** START MATERIAL TO PROCESS **

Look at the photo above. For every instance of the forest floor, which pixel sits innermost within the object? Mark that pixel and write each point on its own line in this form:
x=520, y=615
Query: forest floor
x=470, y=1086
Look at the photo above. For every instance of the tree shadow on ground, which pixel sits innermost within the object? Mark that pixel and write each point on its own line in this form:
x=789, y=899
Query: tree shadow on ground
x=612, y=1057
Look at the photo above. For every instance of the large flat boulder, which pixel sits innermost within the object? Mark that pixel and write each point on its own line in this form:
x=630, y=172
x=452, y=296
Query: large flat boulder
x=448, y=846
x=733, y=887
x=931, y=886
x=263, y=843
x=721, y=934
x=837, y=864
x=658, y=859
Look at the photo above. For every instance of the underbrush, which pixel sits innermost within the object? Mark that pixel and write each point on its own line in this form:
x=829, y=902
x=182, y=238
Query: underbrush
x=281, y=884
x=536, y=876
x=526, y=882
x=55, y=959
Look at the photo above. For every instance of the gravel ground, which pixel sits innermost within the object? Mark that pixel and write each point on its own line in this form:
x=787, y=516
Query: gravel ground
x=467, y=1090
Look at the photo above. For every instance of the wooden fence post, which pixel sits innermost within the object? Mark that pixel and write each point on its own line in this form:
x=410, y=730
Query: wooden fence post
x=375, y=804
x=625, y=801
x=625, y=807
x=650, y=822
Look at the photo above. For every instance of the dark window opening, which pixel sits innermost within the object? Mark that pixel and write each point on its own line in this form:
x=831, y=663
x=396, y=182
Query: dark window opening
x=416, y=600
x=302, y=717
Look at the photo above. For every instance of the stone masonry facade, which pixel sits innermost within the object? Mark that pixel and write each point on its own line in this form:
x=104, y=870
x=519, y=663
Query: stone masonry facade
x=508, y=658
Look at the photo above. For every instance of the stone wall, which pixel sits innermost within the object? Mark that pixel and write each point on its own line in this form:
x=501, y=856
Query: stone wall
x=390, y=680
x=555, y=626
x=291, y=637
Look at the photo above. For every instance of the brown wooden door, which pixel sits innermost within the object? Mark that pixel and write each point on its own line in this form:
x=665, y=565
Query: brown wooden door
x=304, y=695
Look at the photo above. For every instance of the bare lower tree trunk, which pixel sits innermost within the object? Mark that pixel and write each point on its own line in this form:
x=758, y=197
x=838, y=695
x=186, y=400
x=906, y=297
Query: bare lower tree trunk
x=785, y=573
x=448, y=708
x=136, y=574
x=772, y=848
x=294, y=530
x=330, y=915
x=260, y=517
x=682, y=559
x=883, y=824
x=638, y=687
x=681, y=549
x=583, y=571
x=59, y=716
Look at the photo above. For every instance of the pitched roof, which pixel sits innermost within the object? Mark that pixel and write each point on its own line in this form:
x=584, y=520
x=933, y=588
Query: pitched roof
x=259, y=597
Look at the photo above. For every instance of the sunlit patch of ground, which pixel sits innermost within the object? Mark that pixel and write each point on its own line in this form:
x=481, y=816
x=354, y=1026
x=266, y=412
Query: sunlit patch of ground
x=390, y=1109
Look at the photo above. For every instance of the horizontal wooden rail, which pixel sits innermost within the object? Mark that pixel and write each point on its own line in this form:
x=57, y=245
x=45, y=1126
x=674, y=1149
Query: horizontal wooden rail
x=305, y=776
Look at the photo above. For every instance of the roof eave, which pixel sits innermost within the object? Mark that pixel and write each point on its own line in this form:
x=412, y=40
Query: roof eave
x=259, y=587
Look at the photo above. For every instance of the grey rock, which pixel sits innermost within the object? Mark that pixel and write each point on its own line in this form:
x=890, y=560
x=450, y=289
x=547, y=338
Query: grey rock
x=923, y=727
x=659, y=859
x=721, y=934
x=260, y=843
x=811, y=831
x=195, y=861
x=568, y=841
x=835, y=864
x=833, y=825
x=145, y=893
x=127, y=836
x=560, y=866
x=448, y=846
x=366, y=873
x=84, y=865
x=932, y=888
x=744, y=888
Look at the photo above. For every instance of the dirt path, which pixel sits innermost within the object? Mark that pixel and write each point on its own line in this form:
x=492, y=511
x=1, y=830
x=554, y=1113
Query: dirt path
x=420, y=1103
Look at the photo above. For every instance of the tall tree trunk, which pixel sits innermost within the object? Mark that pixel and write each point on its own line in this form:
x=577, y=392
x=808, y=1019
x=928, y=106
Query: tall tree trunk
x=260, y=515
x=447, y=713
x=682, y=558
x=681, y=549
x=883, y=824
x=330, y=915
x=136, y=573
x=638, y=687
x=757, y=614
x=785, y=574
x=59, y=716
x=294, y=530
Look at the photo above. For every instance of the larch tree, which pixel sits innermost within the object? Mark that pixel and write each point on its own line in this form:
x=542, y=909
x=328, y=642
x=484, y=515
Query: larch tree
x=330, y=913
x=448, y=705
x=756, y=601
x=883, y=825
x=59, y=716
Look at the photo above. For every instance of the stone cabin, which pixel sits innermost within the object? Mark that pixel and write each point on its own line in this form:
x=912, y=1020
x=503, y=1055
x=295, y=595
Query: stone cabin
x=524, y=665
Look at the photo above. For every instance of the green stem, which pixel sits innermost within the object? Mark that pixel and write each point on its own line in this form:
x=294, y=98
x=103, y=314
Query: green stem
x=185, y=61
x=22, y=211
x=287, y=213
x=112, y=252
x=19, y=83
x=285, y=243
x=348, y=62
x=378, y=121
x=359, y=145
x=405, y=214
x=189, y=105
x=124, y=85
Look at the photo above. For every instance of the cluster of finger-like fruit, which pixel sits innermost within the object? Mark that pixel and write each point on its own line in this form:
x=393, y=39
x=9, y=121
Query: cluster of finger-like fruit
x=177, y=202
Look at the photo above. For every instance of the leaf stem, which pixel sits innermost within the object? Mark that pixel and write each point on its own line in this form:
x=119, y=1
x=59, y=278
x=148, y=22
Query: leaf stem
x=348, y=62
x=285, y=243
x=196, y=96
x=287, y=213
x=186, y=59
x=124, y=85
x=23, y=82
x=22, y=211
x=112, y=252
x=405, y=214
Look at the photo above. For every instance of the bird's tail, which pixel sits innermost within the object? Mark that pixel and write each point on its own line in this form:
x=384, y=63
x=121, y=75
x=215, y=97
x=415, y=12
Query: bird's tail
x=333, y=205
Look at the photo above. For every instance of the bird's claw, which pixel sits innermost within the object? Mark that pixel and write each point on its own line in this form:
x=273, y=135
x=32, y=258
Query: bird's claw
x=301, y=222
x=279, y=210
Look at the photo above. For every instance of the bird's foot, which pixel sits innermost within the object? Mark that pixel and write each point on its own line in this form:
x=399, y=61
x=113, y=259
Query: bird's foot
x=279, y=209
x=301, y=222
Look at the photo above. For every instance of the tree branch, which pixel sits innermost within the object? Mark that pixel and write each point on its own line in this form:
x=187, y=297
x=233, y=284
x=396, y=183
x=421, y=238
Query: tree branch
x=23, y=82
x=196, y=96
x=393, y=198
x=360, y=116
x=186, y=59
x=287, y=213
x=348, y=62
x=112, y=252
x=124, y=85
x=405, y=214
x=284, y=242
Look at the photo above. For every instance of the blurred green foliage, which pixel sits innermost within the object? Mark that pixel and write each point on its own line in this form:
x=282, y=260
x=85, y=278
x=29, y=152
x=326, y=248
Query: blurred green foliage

** END MATERIAL TO PROCESS **

== SHORT TASK ==
Render every one of the entries above as a numbered list, one line per item, with blank lines omitted.

== FINISHED EXERCISE ==
1. Look at the photo above. For every instance of the forest floor, which pixel sits innermost within the object? Mark that pixel and write each point on its own line in this form:
2. x=520, y=615
3. Query: forest floor
4. x=470, y=1086
5. Look at the photo above. For every instance of the tree shadow on ground, which pixel sits innermost within the object? Mark that pixel and write each point on its own line in this form:
6. x=789, y=899
7. Query: tree shadow on ground
8. x=612, y=1057
9. Look at the photo above. For every instance of the large flat boulder, which pixel sits innermost within the object? Mark that pixel and write each point on its own line in this form:
10. x=630, y=172
11. x=452, y=296
12. Query: large flat boulder
13. x=448, y=846
14. x=733, y=887
15. x=931, y=886
16. x=263, y=843
17. x=721, y=934
18. x=837, y=864
19. x=658, y=859
20. Look at the photo above. For every instance of the underbrush, which pixel sits innermost within the object? Mark that pixel and write each point on its own line in this form:
21. x=829, y=902
22. x=182, y=238
23. Query: underbrush
24. x=281, y=884
25. x=536, y=876
26. x=526, y=882
27. x=55, y=959
28. Look at the photo above. For every instance of the gravel ground, which pixel sits innermost within the object? Mark that pixel and write each point on its own line in this form:
29. x=787, y=516
30. Query: gravel ground
31. x=467, y=1090
32. Look at the photo above. For every instance of the wooden fence post, which pixel sits innermost within the object? Mark that pixel and write each point on its own line in this form:
33. x=410, y=730
34. Query: wooden fence post
35. x=375, y=804
36. x=625, y=801
37. x=625, y=807
38. x=650, y=822
39. Look at the photo above. For every instance of the dark window opening, which pixel sits innermost within the object? Mark that pixel and write each point on its own line in this form:
40. x=831, y=663
41. x=396, y=182
42. Query: dark window opening
43. x=416, y=600
44. x=302, y=717
45. Look at the photo above. For every instance of the stone masonry facade, which pixel sits innermost within the object? Mark that pixel and write each point on its own line in this form:
46. x=104, y=870
47. x=519, y=663
48. Query: stone masonry facade
49. x=508, y=658
50. Look at the photo above. For every instance of the stone wall, which pixel sits innermost within the object? Mark that pixel and write each point on its own line in this form:
51. x=501, y=856
52. Query: stone wall
53. x=390, y=680
54. x=555, y=626
55. x=291, y=637
56. Look at the photo above. For every instance of the brown wooden door, which pixel sits innermost within the object? Mark that pixel and write each point on its own line in this form:
57. x=665, y=565
58. Query: brown wooden door
59. x=304, y=695
60. Look at the photo above. For every instance of the bare lower tree trunk, which pixel sits innermost within the object? Mark that pixel and write each point on its own line in this form:
61. x=758, y=197
62. x=838, y=695
63. x=186, y=400
64. x=906, y=297
65. Query: bare lower tree trunk
66. x=785, y=573
67. x=448, y=708
68. x=136, y=574
69. x=772, y=848
70. x=294, y=530
71. x=330, y=915
72. x=260, y=517
73. x=682, y=559
74. x=883, y=824
75. x=638, y=687
76. x=681, y=549
77. x=583, y=571
78. x=59, y=716
79. Look at the photo above. For every instance of the pitched roof, which pixel sits innermost within the object? Mark that pixel and write each point on its own line in this form:
80. x=584, y=520
81. x=933, y=588
82. Query: pitched roof
83. x=259, y=597
84. Look at the photo above. For every instance of the sunlit patch of ground, which pixel sits innermost within the object? Mark that pixel and write each point on its own line in this form:
85. x=481, y=816
86. x=354, y=1026
87. x=266, y=412
88. Query: sunlit patch of ground
89. x=390, y=1109
90. Look at the photo above. For every instance of the horizontal wooden rail, which pixel sits innermost within the object? Mark that pixel and write each point on its own line in this form:
91. x=57, y=245
92. x=45, y=1126
93. x=674, y=1149
94. Query: horizontal wooden rail
95. x=305, y=776
96. Look at the photo above. For every instance of the roof eave, which pixel sits innermost within the object? Mark that pixel and write each point on its own line in this form:
97. x=412, y=40
98. Query: roof eave
99. x=259, y=587
100. Look at the photo above. For every instance of the grey rock, which pixel sits innermost within the object? Mark that pixel and write each point on its own line in this form:
101. x=890, y=560
102. x=450, y=289
103. x=547, y=338
104. Query: grey rock
105. x=923, y=727
106. x=659, y=859
107. x=721, y=934
108. x=260, y=843
109. x=811, y=831
110. x=195, y=861
111. x=568, y=841
112. x=835, y=864
113. x=833, y=825
114. x=145, y=893
115. x=127, y=836
116. x=560, y=866
117. x=448, y=846
118. x=366, y=873
119. x=84, y=865
120. x=932, y=888
121. x=744, y=888
122. Look at the photo above. For every instance of the dirt path, which pixel sits innermost within the object? Mark that pixel and write each point on its own line in this form:
123. x=492, y=511
124. x=1, y=830
125. x=554, y=1113
126. Query: dirt path
127. x=420, y=1103
128. Look at the photo above. For every instance of the tall tree trunk, which pixel sits innermost within the object? Mark that pixel and write each point on its own line in this form:
129. x=577, y=392
130. x=808, y=1019
131. x=928, y=106
132. Query: tall tree trunk
133. x=260, y=515
134. x=447, y=713
135. x=682, y=558
136. x=681, y=549
137. x=883, y=824
138. x=330, y=915
139. x=136, y=573
140. x=638, y=687
141. x=757, y=614
142. x=785, y=574
143. x=59, y=716
144. x=294, y=530
145. Look at the photo above. For every instance of the larch tree, which pixel sits innermost within the object? Mark that pixel and write each point on its own line in this form:
146. x=542, y=909
147. x=328, y=642
148. x=484, y=515
149. Query: larch tree
150. x=330, y=913
151. x=448, y=705
152. x=756, y=601
153. x=883, y=825
154. x=59, y=716
155. Look at the photo above. For every instance of the stone cabin, which pixel sits innermost within the object? Mark that pixel and write each point on its own line in this form:
156. x=912, y=1020
157. x=503, y=1055
158. x=295, y=595
159. Query: stone cabin
160. x=524, y=665
161. Look at the photo above. For every instance of the green stem, which pixel sits innermost within the object? Mark that pixel and write each point on its own line in this form:
162. x=294, y=98
163. x=103, y=314
164. Query: green stem
165. x=185, y=61
166. x=22, y=211
167. x=287, y=213
168. x=112, y=252
169. x=19, y=83
170. x=285, y=243
171. x=348, y=62
172. x=378, y=121
173. x=359, y=145
174. x=405, y=214
175. x=189, y=105
176. x=124, y=85
177. Look at the photo above. For every instance of the cluster of finger-like fruit, which pixel sits innermost within the object? Mark that pixel and write each point on its own line in this form:
178. x=393, y=39
179. x=9, y=121
180. Query: cluster of finger-like fruit
181. x=177, y=202
182. Look at the photo above. For every instance of the leaf stem, which pixel sits innermost within the object? Mark that pixel and write each point on its own line in this form:
183. x=119, y=1
184. x=59, y=278
185. x=148, y=22
186. Query: leaf stem
187. x=348, y=62
188. x=285, y=243
189. x=196, y=96
190. x=287, y=213
191. x=186, y=59
192. x=124, y=85
193. x=23, y=82
194. x=22, y=211
195. x=112, y=252
196. x=405, y=214
197. Look at the photo above. For every instance of the bird's tail, which pixel sits innermost within the object? Mark that pixel and write each point on its own line in this form:
198. x=384, y=63
199. x=121, y=75
200. x=215, y=97
201. x=415, y=12
202. Query: bird's tail
203. x=333, y=205
204. Look at the photo above. For every instance of the bird's claw, which pixel sits innermost within the object? Mark that pixel and write each point on its own line in this form:
205. x=273, y=135
206. x=32, y=258
207. Query: bird's claw
208. x=301, y=222
209. x=279, y=210
210. Look at the photo above. For every instance of the bird's foot, which pixel sits innermost within the object? Mark that pixel and write each point on its own line in this form:
211. x=399, y=61
212. x=113, y=259
213. Query: bird's foot
214. x=279, y=209
215. x=301, y=222
216. Look at the photo above. For every instance of the tree branch, which pixel sits innermost within the object? Mark that pixel and write each point on its own line in this form:
217. x=187, y=297
218. x=233, y=284
219. x=396, y=183
220. x=421, y=238
221. Query: tree branch
222. x=23, y=82
223. x=196, y=96
224. x=393, y=198
225. x=360, y=116
226. x=186, y=59
227. x=287, y=213
228. x=348, y=62
229. x=112, y=252
230. x=124, y=85
231. x=405, y=214
232. x=284, y=242
233. Look at the photo above. For every instance of the blurred green foliage, which pixel sits innermost within the object? Mark that pixel and write each point on its own line in this form:
234. x=282, y=260
235. x=85, y=278
236. x=29, y=152
237. x=326, y=248
238. Query: blurred green foliage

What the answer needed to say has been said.